» **What you should do**:
Extract every line of the material below that contains the word "backsplash", and copy each one in full.

» **The records**:
-- begin --

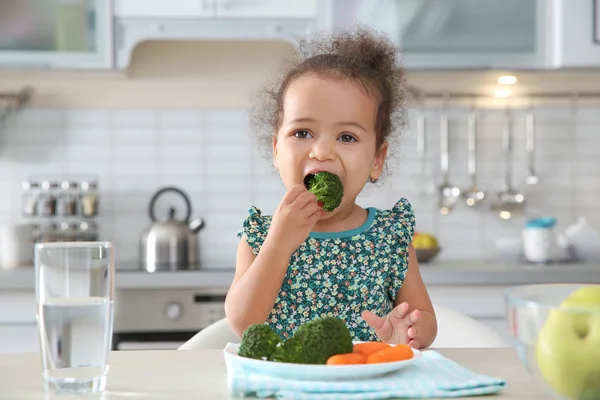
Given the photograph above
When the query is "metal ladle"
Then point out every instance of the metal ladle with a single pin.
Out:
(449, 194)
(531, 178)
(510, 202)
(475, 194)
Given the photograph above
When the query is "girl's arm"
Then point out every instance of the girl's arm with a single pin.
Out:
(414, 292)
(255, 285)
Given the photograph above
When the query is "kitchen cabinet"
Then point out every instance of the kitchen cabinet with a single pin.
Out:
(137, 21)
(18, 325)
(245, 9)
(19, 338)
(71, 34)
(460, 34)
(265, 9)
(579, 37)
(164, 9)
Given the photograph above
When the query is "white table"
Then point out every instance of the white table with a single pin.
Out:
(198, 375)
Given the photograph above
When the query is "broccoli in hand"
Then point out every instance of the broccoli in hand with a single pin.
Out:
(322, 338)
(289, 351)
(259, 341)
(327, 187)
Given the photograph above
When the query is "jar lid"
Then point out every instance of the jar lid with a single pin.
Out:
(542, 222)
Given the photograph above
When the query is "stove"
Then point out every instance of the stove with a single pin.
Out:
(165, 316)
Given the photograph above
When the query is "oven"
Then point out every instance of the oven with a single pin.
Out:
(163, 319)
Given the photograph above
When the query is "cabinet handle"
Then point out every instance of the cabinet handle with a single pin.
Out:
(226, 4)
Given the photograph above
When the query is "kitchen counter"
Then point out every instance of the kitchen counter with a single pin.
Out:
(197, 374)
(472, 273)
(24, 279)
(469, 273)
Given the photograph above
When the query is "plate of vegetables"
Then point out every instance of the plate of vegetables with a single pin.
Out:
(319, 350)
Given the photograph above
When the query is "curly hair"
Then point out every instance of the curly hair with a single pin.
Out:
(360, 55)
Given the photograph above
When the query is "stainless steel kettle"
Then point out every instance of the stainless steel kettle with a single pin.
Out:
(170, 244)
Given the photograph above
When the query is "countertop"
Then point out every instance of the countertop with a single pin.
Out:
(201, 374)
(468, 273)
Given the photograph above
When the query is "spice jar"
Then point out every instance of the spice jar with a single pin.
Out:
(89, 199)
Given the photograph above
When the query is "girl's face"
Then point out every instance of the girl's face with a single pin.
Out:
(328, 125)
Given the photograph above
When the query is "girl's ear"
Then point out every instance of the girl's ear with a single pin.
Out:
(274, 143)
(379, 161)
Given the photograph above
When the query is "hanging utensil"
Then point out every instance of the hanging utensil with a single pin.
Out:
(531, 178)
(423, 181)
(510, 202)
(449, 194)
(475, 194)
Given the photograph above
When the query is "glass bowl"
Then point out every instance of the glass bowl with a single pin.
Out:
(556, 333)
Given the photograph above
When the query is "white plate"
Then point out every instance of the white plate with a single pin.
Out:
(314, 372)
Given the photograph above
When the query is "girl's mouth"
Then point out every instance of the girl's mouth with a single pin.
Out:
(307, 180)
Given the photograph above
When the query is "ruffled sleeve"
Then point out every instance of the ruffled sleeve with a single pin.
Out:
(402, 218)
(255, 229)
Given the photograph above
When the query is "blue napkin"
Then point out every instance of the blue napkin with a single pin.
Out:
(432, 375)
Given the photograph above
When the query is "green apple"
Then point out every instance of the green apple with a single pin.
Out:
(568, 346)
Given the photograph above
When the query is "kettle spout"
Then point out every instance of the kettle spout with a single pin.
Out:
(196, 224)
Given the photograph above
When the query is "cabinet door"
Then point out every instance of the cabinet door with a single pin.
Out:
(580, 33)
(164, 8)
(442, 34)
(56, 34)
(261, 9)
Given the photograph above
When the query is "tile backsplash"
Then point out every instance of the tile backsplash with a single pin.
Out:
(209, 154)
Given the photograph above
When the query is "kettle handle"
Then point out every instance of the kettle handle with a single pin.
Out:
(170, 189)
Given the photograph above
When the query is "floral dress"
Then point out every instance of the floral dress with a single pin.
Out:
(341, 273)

-- end --
-- begin --

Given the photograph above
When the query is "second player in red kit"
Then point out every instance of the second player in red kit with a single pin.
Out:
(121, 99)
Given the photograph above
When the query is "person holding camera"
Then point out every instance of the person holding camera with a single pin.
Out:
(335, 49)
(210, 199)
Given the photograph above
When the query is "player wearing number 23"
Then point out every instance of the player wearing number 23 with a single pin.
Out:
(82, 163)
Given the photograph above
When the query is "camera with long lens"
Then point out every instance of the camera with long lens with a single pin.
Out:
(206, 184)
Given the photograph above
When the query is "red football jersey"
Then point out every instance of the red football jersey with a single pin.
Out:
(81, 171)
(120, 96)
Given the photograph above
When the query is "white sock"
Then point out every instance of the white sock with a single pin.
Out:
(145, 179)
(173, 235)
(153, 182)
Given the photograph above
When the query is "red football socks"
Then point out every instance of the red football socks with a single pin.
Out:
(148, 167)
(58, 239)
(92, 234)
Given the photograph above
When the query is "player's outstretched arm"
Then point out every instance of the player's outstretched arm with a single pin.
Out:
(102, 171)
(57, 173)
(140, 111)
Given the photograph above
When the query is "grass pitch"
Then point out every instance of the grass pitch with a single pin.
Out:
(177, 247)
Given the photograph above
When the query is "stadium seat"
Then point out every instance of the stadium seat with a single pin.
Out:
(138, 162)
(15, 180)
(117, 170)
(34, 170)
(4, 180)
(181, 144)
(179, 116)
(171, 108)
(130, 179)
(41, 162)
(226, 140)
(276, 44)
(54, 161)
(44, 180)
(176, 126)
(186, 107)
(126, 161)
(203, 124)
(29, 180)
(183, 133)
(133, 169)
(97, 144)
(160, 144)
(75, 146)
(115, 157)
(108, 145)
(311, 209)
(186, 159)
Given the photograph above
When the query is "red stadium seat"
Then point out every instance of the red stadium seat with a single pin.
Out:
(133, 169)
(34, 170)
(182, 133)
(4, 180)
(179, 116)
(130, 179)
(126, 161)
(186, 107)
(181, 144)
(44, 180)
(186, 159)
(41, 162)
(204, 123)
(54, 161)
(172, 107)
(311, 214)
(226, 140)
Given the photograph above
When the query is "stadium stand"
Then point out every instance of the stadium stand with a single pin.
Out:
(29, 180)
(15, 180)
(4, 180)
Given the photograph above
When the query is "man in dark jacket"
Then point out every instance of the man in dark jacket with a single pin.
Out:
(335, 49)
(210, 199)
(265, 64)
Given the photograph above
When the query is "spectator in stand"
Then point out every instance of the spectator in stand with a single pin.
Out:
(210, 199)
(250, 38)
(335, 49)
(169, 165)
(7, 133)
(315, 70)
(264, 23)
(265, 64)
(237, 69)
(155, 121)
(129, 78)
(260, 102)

-- end --
-- begin --

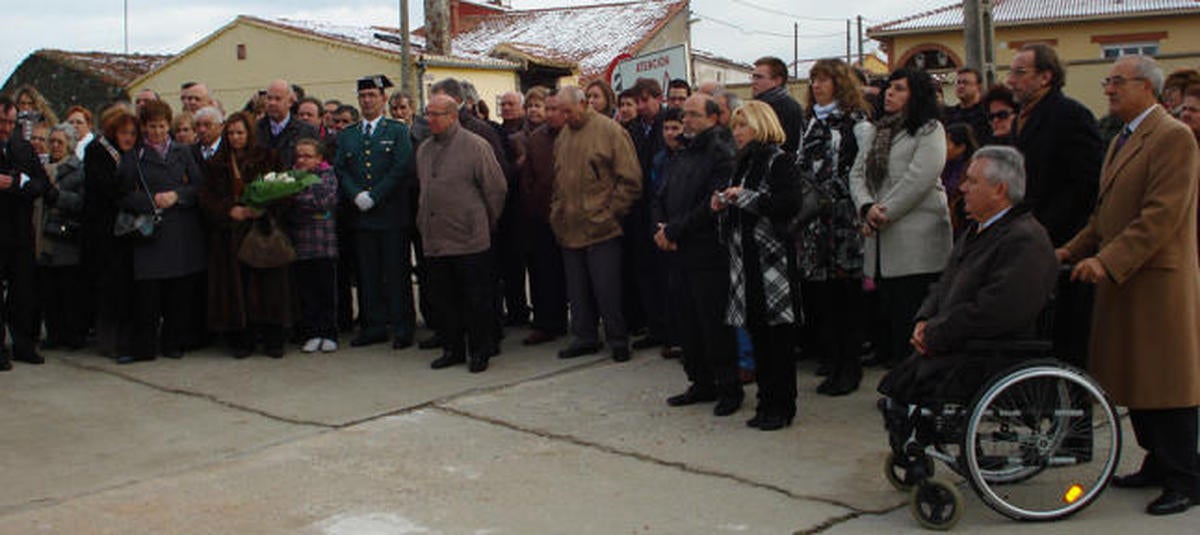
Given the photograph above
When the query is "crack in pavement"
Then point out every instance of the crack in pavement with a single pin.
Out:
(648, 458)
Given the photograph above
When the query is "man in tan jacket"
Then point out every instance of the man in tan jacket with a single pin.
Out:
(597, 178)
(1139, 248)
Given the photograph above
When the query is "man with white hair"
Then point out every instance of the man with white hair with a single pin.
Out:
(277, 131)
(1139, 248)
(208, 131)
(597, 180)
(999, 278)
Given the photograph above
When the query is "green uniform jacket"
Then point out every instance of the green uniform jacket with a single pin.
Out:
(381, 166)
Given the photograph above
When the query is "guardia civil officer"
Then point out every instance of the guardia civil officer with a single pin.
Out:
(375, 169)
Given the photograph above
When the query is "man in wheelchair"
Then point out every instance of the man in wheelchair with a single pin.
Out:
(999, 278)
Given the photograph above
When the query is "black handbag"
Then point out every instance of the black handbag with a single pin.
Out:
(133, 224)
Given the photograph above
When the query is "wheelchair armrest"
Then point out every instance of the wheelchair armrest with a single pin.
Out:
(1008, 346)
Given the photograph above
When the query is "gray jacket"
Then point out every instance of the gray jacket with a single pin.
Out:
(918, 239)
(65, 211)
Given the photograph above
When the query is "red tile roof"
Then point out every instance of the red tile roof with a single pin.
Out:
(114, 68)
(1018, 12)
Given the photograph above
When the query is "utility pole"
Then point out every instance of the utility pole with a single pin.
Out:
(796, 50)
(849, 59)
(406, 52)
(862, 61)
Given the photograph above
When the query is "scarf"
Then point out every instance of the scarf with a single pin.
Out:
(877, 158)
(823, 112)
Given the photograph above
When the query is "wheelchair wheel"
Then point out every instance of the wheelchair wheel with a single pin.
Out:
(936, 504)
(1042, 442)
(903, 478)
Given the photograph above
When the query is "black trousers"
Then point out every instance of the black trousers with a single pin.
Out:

-- end --

» **The answer**:
When the query is "tile backsplash"
Then point out every instance of the tile backsplash with a single pin.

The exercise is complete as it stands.